--- Extracted text Enclosed Below ---

New research could help find a therapy to treat COVID-19

Researchers from the Technical University of Munich have successfully used specific enzymes to destroy the genetic information of SARS-CoV-2 directly after the virus enters a cell.

Image showing COVID-19 cells

New research from the Technical University of Munich (TUM), Germany shows how scientists were able to use specific enzymes to destroy the genetic information of SARS-CoV-2 directly after the virus penetrates the cell. This breakthrough, which was published in Nucleic Acids Research, could prove to be a first step in finding a therapy to treat COVID-19.

In SARS-CoV-2, there are two targets for RNA interference: first, the virus’s genome consists of RNA, which is introduced into the infected cell and contains the blueprint for new viruses. Second, so-called sub-genomic RNA molecules are formed, which instruct the host cell to produce viral proteins.

The research team set out to determine which of the virus RNA structures can be best attacked and at which step of the replication cycle treatment should occur. They discovered that the start of the replication cycle is the most effective point of attack, where the small interfering RNA (siRNAs) selectively targeting the viral genome were superior to other siRNAs targeting the sub-genomic RNA molecules.

Working together with colleagues at Ludwig Maximilian University of Munich and German Research Center for Environmental Health Helmholtz Zentrum München, the researchers also performed experiments on human lung tissue, which they had infected with SARS-CoV-2. The experiments confirmed their results. In a follow-up project, the researchers are now planning to develop a method that can be used to bring the active ingredient into the lung in the most effective possible manner. The results could then serve as the basis for therapies to treat other viral respiratory diseases.

--- End of Enclosed Extracted text ---

Task A
List every research institution named in the COVID-19 article.
Task B
Answer these questions from the COVID-19 article:
(i) In which journal was the research published?
(ii) What do the sub-genomic RNA molecules instruct the host cell to do?
(iii) What did the researchers infect with SARS-CoV-2 for their experiments?
Task C
Copy out everything in the COVID-19 article from "In SARS-CoV-2, there" down to "produce viral proteins.".

--- Excerpted records Enclosed Below ---

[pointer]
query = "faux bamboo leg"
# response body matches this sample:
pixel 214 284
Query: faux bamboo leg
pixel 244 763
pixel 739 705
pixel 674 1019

--- End of Enclosed Excerpted records ---

Problem solution A
Technical University of Munich (TUM)
Ludwig Maximilian University of Munich
German Research Center for Environmental Health Helmholtz Zentrum München

Problem solution B
(i) Nucleic Acids Research
(ii) Produce viral proteins
(iii) Human lung tissue

Problem solution C
In SARS-CoV-2, there are two targets for RNA interference: first, the virus’s genome consists of RNA, which is introduced into the infected cell and contains the blueprint for new viruses. Second, so-called sub-genomic RNA molecules are formed, which instruct the host cell to produce viral proteins.